=== Task brief ===
Transcribe each line of the material with no alterations.

[Start of Attachment]

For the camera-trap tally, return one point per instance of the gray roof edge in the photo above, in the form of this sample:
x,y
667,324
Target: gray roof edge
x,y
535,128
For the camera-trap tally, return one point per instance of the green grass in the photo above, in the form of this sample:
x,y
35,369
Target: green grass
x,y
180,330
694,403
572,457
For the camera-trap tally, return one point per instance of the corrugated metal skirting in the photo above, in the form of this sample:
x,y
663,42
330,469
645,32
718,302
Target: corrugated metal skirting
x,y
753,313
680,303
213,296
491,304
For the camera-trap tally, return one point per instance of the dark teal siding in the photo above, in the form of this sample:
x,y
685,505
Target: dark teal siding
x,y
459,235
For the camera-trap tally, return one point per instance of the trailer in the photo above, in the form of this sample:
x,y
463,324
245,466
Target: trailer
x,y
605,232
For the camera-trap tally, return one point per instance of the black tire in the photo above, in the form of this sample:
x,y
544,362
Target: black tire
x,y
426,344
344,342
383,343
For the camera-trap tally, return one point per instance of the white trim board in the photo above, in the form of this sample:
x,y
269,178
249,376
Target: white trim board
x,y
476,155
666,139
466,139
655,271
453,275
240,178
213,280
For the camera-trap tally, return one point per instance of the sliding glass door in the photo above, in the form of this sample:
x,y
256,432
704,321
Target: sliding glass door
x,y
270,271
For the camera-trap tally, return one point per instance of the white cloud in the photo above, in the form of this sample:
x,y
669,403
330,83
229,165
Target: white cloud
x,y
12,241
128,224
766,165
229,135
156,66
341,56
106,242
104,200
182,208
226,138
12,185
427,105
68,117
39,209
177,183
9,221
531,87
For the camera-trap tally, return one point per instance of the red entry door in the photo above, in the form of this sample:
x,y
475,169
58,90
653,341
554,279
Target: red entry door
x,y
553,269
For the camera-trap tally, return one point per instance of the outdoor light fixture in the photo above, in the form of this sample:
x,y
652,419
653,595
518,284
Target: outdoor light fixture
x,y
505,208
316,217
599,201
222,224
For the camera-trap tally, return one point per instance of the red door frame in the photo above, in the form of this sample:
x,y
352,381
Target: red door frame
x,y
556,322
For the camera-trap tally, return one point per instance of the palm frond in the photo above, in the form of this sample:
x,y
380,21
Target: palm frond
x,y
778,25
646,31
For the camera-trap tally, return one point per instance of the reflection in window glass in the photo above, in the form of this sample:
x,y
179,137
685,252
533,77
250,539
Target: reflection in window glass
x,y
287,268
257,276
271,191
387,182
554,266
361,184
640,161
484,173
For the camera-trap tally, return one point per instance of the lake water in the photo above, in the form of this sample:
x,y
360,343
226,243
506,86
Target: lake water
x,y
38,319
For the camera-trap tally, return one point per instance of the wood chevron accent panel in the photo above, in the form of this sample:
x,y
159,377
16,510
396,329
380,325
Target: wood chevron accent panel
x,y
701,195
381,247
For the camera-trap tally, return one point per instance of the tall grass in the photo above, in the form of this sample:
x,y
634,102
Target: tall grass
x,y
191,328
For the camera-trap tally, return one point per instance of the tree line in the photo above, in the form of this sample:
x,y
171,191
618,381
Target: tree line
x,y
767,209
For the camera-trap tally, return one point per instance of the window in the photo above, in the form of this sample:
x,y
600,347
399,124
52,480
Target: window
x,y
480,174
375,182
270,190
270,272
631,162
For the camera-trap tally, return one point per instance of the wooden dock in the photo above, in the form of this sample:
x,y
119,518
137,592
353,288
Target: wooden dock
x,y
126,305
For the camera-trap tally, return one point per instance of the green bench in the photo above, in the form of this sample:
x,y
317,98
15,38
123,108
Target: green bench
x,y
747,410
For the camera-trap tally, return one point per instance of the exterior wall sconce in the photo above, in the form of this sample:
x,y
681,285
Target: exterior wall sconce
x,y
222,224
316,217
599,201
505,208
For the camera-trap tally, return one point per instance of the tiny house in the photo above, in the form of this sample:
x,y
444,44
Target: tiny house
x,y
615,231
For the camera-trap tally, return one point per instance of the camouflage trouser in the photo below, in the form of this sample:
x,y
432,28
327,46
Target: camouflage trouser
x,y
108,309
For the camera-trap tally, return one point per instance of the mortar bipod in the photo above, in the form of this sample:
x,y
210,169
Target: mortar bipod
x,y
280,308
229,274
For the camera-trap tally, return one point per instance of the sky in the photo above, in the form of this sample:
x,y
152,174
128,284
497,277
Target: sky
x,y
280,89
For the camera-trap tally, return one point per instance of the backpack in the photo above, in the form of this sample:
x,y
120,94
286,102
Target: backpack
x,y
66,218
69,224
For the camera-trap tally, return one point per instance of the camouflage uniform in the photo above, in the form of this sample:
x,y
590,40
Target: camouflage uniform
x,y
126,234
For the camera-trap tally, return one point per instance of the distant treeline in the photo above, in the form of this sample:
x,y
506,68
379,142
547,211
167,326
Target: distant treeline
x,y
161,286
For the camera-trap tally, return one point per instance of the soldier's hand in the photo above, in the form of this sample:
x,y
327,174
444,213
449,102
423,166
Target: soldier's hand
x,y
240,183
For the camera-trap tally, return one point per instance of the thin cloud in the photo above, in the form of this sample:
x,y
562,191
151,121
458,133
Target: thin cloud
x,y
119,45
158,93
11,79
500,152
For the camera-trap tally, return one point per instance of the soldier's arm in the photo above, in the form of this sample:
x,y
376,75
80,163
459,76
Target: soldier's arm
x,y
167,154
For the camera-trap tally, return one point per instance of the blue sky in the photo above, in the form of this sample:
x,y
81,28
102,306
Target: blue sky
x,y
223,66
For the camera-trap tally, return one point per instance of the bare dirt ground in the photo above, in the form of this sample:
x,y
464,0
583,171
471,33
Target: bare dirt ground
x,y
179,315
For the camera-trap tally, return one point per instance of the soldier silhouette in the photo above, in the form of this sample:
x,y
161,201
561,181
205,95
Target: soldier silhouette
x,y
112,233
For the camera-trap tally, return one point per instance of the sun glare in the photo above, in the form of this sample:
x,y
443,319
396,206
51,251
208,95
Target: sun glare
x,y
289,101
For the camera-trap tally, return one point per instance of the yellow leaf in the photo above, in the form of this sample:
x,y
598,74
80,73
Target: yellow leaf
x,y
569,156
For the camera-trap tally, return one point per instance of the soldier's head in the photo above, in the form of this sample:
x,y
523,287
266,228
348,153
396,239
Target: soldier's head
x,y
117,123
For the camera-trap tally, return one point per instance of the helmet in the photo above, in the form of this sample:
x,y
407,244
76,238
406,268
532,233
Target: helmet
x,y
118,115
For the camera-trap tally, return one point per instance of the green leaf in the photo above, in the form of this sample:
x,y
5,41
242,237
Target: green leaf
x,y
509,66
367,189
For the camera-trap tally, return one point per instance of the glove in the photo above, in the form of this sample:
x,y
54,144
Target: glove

[End of Attachment]

=== Answer section ===
For the camera-trap tally, return one point per instance of the gray roof edge in the photo above, in the form of this sample:
x,y
667,324
Target: gray roof edge
x,y
535,128
For the camera-trap tally, return one point per instance of the green grass in the photo above, in the form of this sample:
x,y
35,369
Target: green grass
x,y
180,330
694,403
572,457
For the camera-trap tally, return one point per instance of the corrugated metal skirting in the photo above, in the form of this sample:
x,y
663,42
330,469
645,32
718,302
Target: corrugated metal skirting
x,y
753,313
680,303
213,296
491,304
For the camera-trap tally, return one point per instance of the dark teal siding in the photo above, in the form of this sample:
x,y
685,505
Target: dark teal siding
x,y
459,235
For the camera-trap tally, return one point per instance of the trailer in the photo above, in the form of this sample:
x,y
463,324
245,466
Target: trailer
x,y
605,232
For the camera-trap tally, return one point per instance of the black tire in the photo above, in the form of this sample:
x,y
544,362
Target: black tire
x,y
426,344
344,342
383,343
For the camera-trap tally, return one point per instance of the white trim board in the photo above, in the form of this sample:
x,y
269,178
249,376
Target: white trim board
x,y
476,155
666,139
466,139
655,271
453,275
240,178
213,280
For the camera-trap tally, return one point per instance of the sliding glass door in the photo above, in the form of this sample:
x,y
256,432
704,321
Target: sliding glass door
x,y
270,271
For the camera-trap tally, return one point per instance of the white cloud in the photo above, in the form of this sample:
x,y
669,403
330,83
229,165
Target: white cloud
x,y
12,241
128,224
766,165
229,135
156,66
341,56
106,242
104,200
182,208
226,138
12,185
427,105
68,117
39,209
177,183
9,221
531,87
For the camera-trap tally, return one point per instance of the red entry door in the photo above, in the form of this sample:
x,y
475,169
58,90
653,341
554,279
Target: red entry door
x,y
553,269
For the camera-trap tally, return one point per instance of the outdoor light fixture in the photo above, in the form of this sample:
x,y
652,419
653,595
518,284
Target: outdoor light fixture
x,y
505,208
316,217
599,201
222,224
For the camera-trap tally, return one point per instance of the red door frame in the photo above, in the form of this sample:
x,y
352,381
Target: red door frame
x,y
556,322
For the camera-trap tally, return one point per instance of the palm frond in the photo above, in the form of this sample:
x,y
380,21
Target: palm frond
x,y
778,25
646,31
For the camera-trap tally, return one point per instance of the reflection in window glass in the photo above, in the form of this sample:
x,y
179,137
685,252
533,77
250,539
Target: reflection in window glass
x,y
287,268
257,276
271,191
387,182
554,266
361,184
640,161
484,173
For the camera-trap tally, return one point per instance of the lake water in the photo above, in the form of this sample:
x,y
360,343
226,243
506,86
Target: lake water
x,y
38,319
For the camera-trap tally, return one point per instance of the wood chevron accent panel in the photo above, in the form of this sample:
x,y
159,377
16,510
396,329
380,325
Target: wood chevron accent panel
x,y
701,195
381,247
For the camera-trap tally, return one point per instance of the tall grass in the photo above, in the form of this sample:
x,y
634,102
Target: tall grass
x,y
191,328
For the camera-trap tally, return one point per instance of the tree line in the photo above, in the form of this sample:
x,y
171,191
618,381
Target: tree line
x,y
767,209
For the camera-trap tally, return one point per instance of the window in the photo above, in the form of this sample:
x,y
600,347
399,124
52,480
Target: window
x,y
480,174
375,182
270,190
270,272
631,162
For the camera-trap tally, return one point per instance of the wooden dock in the photo above, in the form of this sample:
x,y
119,518
137,592
353,288
Target: wooden dock
x,y
126,305
For the camera-trap tally, return one point per instance of the green bench in the photo above, in the form of this sample:
x,y
317,98
15,38
123,108
Target: green bench
x,y
747,410
For the camera-trap tally, return one point per instance of the exterior wall sconce in the photo above, in the form of this sample:
x,y
681,285
Target: exterior wall sconce
x,y
222,224
316,217
599,201
505,208
For the camera-trap tally, return one point per instance of the tiny house in the photo above, in the form of this sample:
x,y
444,44
Target: tiny house
x,y
615,231
For the camera-trap tally, return one point per instance of the camouflage trouser in the photo below, in the form of this sample:
x,y
432,28
327,46
Target: camouflage trouser
x,y
108,309
For the camera-trap tally, return one point per instance of the mortar bipod in the photo above, in the form of this sample:
x,y
210,169
Target: mortar bipod
x,y
280,308
229,274
For the camera-trap tally, return one point per instance of the sky in the photo above, in the form of this sample:
x,y
152,174
128,284
497,277
Target: sky
x,y
280,89
For the camera-trap tally, return one point per instance of the backpack in the photo above, in the form of this sample:
x,y
120,94
286,102
Target: backpack
x,y
66,218
69,224
For the camera-trap tally, return one point per instance of the camouflage uniform in the photo above, in the form of this sample:
x,y
590,40
Target: camouflage uniform
x,y
126,234
For the camera-trap tally, return one point per instance of the distant treeline in the photo above, in the form of this sample:
x,y
506,68
379,142
547,211
167,326
Target: distant treeline
x,y
161,286
For the camera-trap tally, return one point per instance of the soldier's hand in the photo above, in the form of this sample:
x,y
327,174
444,213
449,102
423,166
Target: soldier's hand
x,y
240,183
For the camera-trap tally, return one point per instance of the thin cloud in the photo above, in the form of this sample:
x,y
562,191
151,121
458,133
Target: thin cloud
x,y
119,45
158,93
11,79
500,152
For the camera-trap tally, return one point per instance of the soldier's arm in the photo above, in the form of this sample:
x,y
376,75
80,163
459,76
Target: soldier's arm
x,y
167,154
For the camera-trap tally, return one point per instance of the blue sky in the photo above, in the form of this sample:
x,y
81,28
102,306
Target: blue sky
x,y
223,66
For the camera-trap tally, return one point per instance of the bare dirt ground in the photo above, in the form of this sample:
x,y
464,0
583,171
471,33
Target: bare dirt ground
x,y
179,315
For the camera-trap tally, return one point per instance of the soldier silhouette in the photo above, in the form of this sample:
x,y
161,201
561,181
205,95
Target: soldier silhouette
x,y
112,233
For the camera-trap tally, return one point per instance of the sun glare in the photo above, in the form of this sample:
x,y
443,319
396,206
51,251
208,95
Target: sun glare
x,y
289,101
For the camera-trap tally, return one point per instance of the yellow leaf in the photo above, in the form of this sample:
x,y
598,74
80,73
Target: yellow leaf
x,y
569,156
For the camera-trap tally, return one point per instance of the soldier's head in the photo above, in the form of this sample:
x,y
523,287
266,228
348,153
396,239
Target: soldier's head
x,y
117,123
For the camera-trap tally, return one point per instance of the helmet in the photo above, in the form of this sample:
x,y
407,244
76,238
406,268
532,233
Target: helmet
x,y
118,115
For the camera-trap tally, return one point per instance of the green leaf in the photo above, in the form of this sample:
x,y
5,41
242,237
Target: green leaf
x,y
509,66
367,189
For the camera-trap tally, return one point per instance of the glove in the photo above, in the form of this sample:
x,y
54,144
Target: glove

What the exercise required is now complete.